▶ _EXERCISE TASK A_: Retype the part of the functional equation thread from "Now since it" to "Re: FE Marathon!", keeping the wording unchanged.

▶ _TEXT EXTRACT_:
$\textbf{Problem 17}$
Find all functions $f: \mathbb R \to \mathbb R$ such that\[ f( xf(x) + f(y) ) = f(x)^2 + y \]for all $x,y\in \mathbb R$.
DO MENTION THE SOURCE
Proof(Not sure this the final version ):
It is easy to see the $f(x)$ is bijectve just fix any $x=x_0$ and the rest is easy.
Now since it is bijective it has a inverse function namely $f^{-1} (x)$ Plugging inverse function onto the original equation $\Rightarrow f(xf^{-1} (x)+y)=x^2 +f^{-1} (y)$ now plugging $x=y=0 \Rightarrow f(0)=f^{-1} (0)$
Let $P(x,y)$ be the assertion in the problem and $f(0)=t$
$P(0,x) \Rightarrow f(f(x))=t^2 +x.......(0)$
$P(0,0) \Rightarrow f(f(0))=f(0)^2$
since $f(0)=f^{-1} (0) \Rightarrow f(f^{-1} (0))=f(0)^2 \Rightarrow f(0)=0$
Plugging the value of $f(0)=t=0$ in $(0) \Rightarrow f(f(x))=x$ and $f(xf(x))=f(x)^2$ now notice that plugging $x=f(x) \Rightarrow f(xf(x))=(f(f(x)))^2=x^2$
$\Rightarrow f(x)^2 =x^2 \Rightarrow f(x)=\pm x, \forall x \in \mathbb{R}$
Re: FE Marathon!
Posted: Mon Mar 01, 2021 3:56 pm
by Asif Hossain
Proble 18:(not serious about this problem just asking
Find all functions $f:$ $\mathbb{R} \rightarrow \mathbb{R}$ such that $f(f(x+1))=f(x)+1$
for all real $x$.
Source: self made or encountered
Update: this has no specific or general solution thanks to Dustan.
$\textbf{Problem 17}$
Find all functions $f: \mathbb R \to \mathbb R$ such that\[ f( xf(x) + f(y) ) = f(x)^2 + y \]for all $x,y\in \mathbb R$.
DO MENTION THE SOURCE
Proof(Not sure this the final version ):
It is easy to see the $f(x)$ is bijectve just fix any $x=x_0$ and the rest is easy.

▶ _INFORMATION SHOWN_:
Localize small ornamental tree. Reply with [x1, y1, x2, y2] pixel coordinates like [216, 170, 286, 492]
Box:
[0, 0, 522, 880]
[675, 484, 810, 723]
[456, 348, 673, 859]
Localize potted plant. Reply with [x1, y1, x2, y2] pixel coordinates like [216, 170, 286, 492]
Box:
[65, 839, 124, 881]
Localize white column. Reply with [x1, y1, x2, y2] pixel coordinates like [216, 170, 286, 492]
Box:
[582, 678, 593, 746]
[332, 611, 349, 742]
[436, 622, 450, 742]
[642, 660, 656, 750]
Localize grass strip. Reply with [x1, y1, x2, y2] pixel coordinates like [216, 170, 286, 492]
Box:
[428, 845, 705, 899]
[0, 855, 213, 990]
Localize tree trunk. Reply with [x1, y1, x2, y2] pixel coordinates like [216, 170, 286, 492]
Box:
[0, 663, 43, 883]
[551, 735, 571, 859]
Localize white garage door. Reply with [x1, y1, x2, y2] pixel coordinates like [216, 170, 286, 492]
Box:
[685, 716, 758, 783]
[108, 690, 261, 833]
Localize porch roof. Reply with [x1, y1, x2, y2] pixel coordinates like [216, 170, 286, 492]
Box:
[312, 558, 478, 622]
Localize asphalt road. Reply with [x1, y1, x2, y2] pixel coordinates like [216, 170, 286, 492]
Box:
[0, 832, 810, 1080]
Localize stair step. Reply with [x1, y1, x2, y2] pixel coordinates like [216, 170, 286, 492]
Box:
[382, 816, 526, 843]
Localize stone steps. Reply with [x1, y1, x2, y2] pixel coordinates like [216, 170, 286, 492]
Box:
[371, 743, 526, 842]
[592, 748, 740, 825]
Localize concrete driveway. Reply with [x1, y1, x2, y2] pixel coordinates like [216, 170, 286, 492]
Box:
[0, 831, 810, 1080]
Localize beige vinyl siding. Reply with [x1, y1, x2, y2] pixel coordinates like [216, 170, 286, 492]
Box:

▶ _EXERCISE TASK B_: In the entries, repeat word for word the lines from the line with "Localize asphalt road." to the line with "[0, 831, 810, 1080]", including both of those lines.

▶ _EXPECTED OUTPUT A_:
Now since it is bijective it has a inverse function namely $f^{-1} (x)$ Plugging inverse function onto the original equation $\Rightarrow f(xf^{-1} (x)+y)=x^2 +f^{-1} (y)$ now plugging $x=y=0 \Rightarrow f(0)=f^{-1} (0)$
Let $P(x,y)$ be the assertion in the problem and $f(0)=t$
$P(0,x) \Rightarrow f(f(x))=t^2 +x.......(0)$
$P(0,0) \Rightarrow f(f(0))=f(0)^2$
since $f(0)=f^{-1} (0) \Rightarrow f(f^{-1} (0))=f(0)^2 \Rightarrow f(0)=0$
Plugging the value of $f(0)=t=0$ in $(0) \Rightarrow f(f(x))=x$ and $f(xf(x))=f(x)^2$ now notice that plugging $x=f(x) \Rightarrow f(xf(x))=(f(f(x)))^2=x^2$
$\Rightarrow f(x)^2 =x^2 \Rightarrow f(x)=\pm x, \forall x \in \mathbb{R}$
Re: FE Marathon!

▶ _EXPECTED OUTPUT B_:
Localize asphalt road. Reply with [x1, y1, x2, y2] pixel coordinates like [216, 170, 286, 492]
Box:
[0, 832, 810, 1080]
Localize stair step. Reply with [x1, y1, x2, y2] pixel coordinates like [216, 170, 286, 492]
Box:
[382, 816, 526, 843]
Localize stone steps. Reply with [x1, y1, x2, y2] pixel coordinates like [216, 170, 286, 492]
Box:
[371, 743, 526, 842]
[592, 748, 740, 825]
Localize concrete driveway. Reply with [x1, y1, x2, y2] pixel coordinates like [216, 170, 286, 492]
Box:
[0, 831, 810, 1080]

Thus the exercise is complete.